| Source passage |
--*--
It is of course important that the phlegmatized organic peroxide is stable for a sufficiently long period, meaning that both components remain homogeneously mixed and do not segregate to form separate phases.

Organic peroxides find application in polymerization processes and crosslinking and curing of resinous materials. For these applications, it is important for the phlegmatized organic peroxide formulation to be quickly homogenized with the monomers to be polymerized or the resinous material to be cured or crossl inked.

Powdery organic peroxide formulations are disclosed in US 3,538,011. Apart from an organic peroxide that is solid at room temperature, the formulation comprises a phlegmatizer that is solid at room temperature and has a melting point above 40°C and below the decomposition temperature of the organic peroxide.

One of the solid organic peroxides disclosed in this document is dibenzoyl peroxide. Examples of disclosed phlegmatizers are phenyl benzoate and ethylene glycol dibenzoate.

This document discloses three methods of preparing the formulations. According to the first method, existing organic peroxide powder and phlegmatizer are mixed. According to the second method, the organic peroxide is produced in the presence of the phlegmatizer. The third method involves simultaneous production of the organic peroxide and the phlegmatizer, in the same mixture.
--*--
| Listing |
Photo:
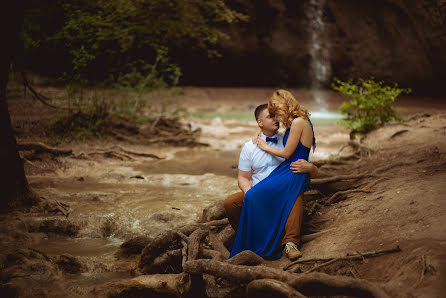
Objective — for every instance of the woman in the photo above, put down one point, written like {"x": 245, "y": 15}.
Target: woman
{"x": 267, "y": 205}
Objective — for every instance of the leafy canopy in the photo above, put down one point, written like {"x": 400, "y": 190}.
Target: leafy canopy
{"x": 106, "y": 39}
{"x": 369, "y": 105}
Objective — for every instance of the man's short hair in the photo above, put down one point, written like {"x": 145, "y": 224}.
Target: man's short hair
{"x": 260, "y": 109}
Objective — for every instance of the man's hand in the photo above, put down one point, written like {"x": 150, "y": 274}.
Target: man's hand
{"x": 260, "y": 143}
{"x": 244, "y": 180}
{"x": 303, "y": 166}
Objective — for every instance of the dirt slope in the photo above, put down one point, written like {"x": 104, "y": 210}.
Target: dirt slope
{"x": 406, "y": 207}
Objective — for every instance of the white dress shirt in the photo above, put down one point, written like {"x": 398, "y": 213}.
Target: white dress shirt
{"x": 255, "y": 160}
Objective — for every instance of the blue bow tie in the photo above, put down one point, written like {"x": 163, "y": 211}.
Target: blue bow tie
{"x": 273, "y": 140}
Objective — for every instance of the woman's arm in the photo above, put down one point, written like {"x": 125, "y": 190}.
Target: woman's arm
{"x": 296, "y": 129}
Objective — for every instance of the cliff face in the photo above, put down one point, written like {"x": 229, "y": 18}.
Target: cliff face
{"x": 397, "y": 40}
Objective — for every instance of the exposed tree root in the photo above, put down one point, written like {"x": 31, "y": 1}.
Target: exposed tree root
{"x": 348, "y": 256}
{"x": 152, "y": 285}
{"x": 309, "y": 284}
{"x": 271, "y": 288}
{"x": 245, "y": 257}
{"x": 333, "y": 179}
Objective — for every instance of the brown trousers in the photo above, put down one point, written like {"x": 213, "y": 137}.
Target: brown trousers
{"x": 233, "y": 206}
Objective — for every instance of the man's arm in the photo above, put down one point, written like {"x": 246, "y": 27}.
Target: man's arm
{"x": 244, "y": 180}
{"x": 303, "y": 166}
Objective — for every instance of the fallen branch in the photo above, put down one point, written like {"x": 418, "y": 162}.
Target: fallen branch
{"x": 138, "y": 153}
{"x": 40, "y": 147}
{"x": 194, "y": 243}
{"x": 40, "y": 97}
{"x": 184, "y": 253}
{"x": 400, "y": 132}
{"x": 310, "y": 237}
{"x": 218, "y": 245}
{"x": 348, "y": 256}
{"x": 165, "y": 240}
{"x": 315, "y": 268}
{"x": 111, "y": 154}
{"x": 245, "y": 257}
{"x": 342, "y": 193}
--*--
| Required task 1 |
Check each statement against the passage on phlegmatized organic peroxides and answer yes or no, quoting the words of the passage that decide it. (a) In US 3,538,011, the phlegmatizer has a melting point above 40°C. (b) Dibenzoyl peroxide is named as one of the disclosed phlegmatizers. (c) The document describes two methods of preparing the formulations.
| Required task 2 |
In the passage on phlegmatized organic peroxides, what is the organic peroxide produced in the presence of under the second method?
| Required task 3 |
Continue the passage on phlegmatized organic peroxides, starting after its final sentence.

| Task output 1 |
(a) Yes: "has a melting point above 40°C and below the decomposition temperature of the organic peroxide."
(b) No: "Examples of disclosed phlegmatizers are phenyl benzoate and ethylene glycol dibenzoate."
(c) No: "This document discloses three methods of preparing the formulations."

| Task output 2 |
The phlegmatizer.

| Task output 3 |
The second method is said to be preferred because it leads to more homogeneous and finer powders that more quickly dissolve in polyester resins. EP 2 709 982 discloses the preparation of powdery organic peroxide formulations comprising a solid organic peroxide and, as phlegmatizer, an alkylbenzoate with a melting or softening point above 45°C. Disclosed alkyl benzoates are glyceryl tribenzoate, neopentylglycol dibenzoate, pentaerythritol tetrabenzoate, and 1 ,4-cyclohexanemethanoldibenzoate.

The formulations can be prepared by (i) physically mixing the organic peroxide and the phlegmatizer or (ii) producing the organic peroxide in the presence of the phlegmatizer. The latter method involves dissolving the phlegmatizer in a precursor of the peroxide (e.g. a ketone or acid chloride), and reacting the resulting solution with a hydrogen peroxide/sodium hydroxide solution to form the organic peroxide.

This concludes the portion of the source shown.